DATA FOR THIS EXERCISE →
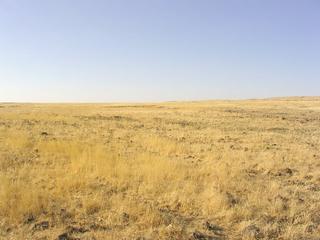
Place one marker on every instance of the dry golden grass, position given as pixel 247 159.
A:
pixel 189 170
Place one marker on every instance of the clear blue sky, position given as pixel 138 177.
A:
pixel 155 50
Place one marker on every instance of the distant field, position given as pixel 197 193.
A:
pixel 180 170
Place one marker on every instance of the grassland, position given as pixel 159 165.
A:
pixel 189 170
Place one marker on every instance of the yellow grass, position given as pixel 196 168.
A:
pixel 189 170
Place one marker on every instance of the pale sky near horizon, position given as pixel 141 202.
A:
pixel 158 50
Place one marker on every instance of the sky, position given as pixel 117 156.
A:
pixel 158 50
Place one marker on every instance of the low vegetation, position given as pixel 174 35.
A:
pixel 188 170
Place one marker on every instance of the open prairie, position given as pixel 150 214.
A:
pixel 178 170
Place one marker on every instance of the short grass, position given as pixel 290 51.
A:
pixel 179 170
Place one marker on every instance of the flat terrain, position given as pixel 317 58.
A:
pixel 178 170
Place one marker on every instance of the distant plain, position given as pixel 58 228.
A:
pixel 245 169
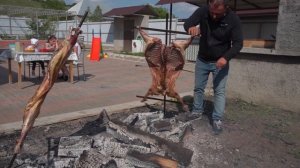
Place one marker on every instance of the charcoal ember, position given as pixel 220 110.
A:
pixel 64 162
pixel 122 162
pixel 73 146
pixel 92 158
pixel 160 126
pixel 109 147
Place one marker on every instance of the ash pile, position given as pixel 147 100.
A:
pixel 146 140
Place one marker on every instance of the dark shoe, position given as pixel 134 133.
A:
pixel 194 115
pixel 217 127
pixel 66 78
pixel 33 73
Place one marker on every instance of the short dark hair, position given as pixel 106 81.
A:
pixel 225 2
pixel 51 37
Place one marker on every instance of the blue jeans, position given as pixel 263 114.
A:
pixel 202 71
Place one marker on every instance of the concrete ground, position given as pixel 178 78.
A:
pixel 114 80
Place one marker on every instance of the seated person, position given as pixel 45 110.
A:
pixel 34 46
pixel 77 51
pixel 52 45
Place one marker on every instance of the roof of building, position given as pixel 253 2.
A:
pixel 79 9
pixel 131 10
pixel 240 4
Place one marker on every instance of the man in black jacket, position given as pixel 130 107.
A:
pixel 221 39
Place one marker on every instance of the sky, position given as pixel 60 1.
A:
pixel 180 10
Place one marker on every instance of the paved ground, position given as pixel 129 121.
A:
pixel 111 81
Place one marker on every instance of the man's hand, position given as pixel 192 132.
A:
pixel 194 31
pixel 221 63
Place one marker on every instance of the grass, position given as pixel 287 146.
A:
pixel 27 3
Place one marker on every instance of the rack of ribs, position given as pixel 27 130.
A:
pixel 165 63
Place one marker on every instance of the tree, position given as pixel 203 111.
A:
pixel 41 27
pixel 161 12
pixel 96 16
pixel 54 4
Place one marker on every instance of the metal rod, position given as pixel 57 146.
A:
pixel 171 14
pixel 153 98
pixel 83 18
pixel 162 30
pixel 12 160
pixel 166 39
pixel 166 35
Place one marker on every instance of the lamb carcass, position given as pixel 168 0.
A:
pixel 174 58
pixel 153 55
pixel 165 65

---

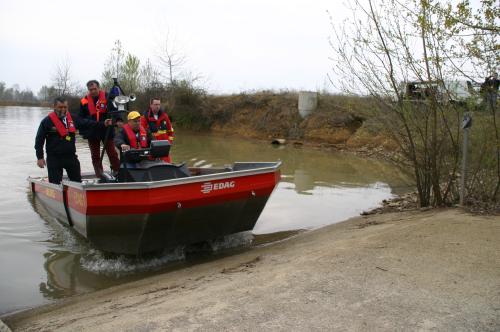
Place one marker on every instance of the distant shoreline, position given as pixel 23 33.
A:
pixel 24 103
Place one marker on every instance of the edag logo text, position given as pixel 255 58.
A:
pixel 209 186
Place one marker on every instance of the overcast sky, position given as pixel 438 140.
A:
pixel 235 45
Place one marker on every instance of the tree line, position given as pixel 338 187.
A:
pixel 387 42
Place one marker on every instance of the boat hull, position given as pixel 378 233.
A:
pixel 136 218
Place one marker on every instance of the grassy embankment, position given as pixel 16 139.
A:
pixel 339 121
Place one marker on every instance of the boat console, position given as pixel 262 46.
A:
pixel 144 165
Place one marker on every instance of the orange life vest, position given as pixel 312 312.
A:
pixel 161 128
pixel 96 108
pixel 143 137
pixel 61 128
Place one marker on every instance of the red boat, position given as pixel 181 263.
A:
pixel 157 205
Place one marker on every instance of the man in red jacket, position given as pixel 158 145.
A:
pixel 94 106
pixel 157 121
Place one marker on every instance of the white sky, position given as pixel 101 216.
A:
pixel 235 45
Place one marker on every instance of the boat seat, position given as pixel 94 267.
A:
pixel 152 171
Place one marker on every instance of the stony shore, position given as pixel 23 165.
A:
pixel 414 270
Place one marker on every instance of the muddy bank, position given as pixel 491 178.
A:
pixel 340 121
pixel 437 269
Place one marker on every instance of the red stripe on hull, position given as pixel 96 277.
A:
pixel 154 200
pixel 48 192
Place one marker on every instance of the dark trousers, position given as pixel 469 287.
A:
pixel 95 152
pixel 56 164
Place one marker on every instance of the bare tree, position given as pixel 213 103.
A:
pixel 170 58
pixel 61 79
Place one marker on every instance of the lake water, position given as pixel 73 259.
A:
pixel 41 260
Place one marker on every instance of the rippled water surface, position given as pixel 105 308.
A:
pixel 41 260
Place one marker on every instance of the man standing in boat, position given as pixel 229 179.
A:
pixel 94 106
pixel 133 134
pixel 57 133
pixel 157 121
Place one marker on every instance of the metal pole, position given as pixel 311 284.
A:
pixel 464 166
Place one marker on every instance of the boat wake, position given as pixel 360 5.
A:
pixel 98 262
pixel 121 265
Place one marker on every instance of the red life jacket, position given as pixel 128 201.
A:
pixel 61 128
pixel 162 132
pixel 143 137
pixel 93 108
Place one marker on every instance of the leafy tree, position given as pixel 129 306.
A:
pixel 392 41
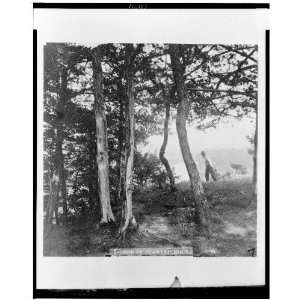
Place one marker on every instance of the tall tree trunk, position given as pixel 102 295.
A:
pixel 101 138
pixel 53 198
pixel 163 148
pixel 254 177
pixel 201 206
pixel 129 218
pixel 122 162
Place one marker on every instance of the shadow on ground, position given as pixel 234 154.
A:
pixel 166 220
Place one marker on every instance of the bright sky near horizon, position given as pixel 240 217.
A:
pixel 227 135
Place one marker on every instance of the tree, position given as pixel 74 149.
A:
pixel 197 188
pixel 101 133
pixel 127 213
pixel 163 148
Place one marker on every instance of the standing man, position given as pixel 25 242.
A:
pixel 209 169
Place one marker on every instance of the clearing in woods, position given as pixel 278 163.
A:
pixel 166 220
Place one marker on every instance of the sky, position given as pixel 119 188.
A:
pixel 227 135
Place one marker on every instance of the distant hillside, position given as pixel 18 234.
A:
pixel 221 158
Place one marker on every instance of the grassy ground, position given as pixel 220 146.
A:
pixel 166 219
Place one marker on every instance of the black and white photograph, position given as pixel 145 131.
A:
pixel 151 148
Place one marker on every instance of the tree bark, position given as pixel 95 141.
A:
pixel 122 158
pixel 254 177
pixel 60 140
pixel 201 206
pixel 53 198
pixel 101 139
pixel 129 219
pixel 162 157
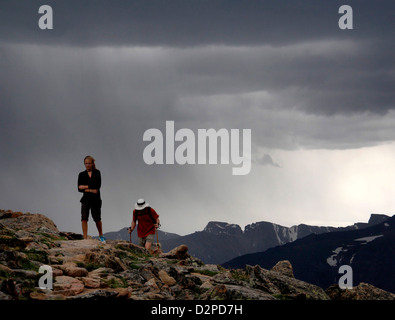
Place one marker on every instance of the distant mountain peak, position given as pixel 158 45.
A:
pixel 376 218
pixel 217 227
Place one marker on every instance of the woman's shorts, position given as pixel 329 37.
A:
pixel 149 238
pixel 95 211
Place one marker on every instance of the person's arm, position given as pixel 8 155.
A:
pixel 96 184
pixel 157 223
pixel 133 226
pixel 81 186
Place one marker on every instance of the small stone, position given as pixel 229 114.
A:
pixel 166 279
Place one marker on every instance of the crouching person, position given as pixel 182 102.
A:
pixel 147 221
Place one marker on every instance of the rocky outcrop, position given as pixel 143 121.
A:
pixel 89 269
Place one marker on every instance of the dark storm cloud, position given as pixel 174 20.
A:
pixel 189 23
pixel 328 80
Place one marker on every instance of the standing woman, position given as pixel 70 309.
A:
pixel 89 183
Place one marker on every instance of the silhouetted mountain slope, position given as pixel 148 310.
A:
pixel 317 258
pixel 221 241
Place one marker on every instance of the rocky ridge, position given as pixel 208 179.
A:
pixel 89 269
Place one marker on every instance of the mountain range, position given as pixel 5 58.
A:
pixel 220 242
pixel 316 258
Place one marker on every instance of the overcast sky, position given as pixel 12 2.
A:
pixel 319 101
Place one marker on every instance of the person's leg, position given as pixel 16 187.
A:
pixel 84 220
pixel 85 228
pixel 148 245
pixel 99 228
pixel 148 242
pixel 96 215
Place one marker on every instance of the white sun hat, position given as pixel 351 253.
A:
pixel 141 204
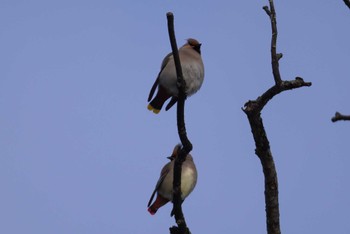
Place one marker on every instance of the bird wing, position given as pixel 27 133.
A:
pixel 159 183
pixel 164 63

TASK OBJECTIVE → Your answer should be the lines of the material above that include "jacket".

OUTPUT FOR THIS TASK →
Place one marker on every instance of the man in black jacket, position given as pixel 130 107.
Place one marker on every instance of the man in red jacket, position given as pixel 158 145.
Place one marker on every instance of the red life jacket, position given as pixel 128 201.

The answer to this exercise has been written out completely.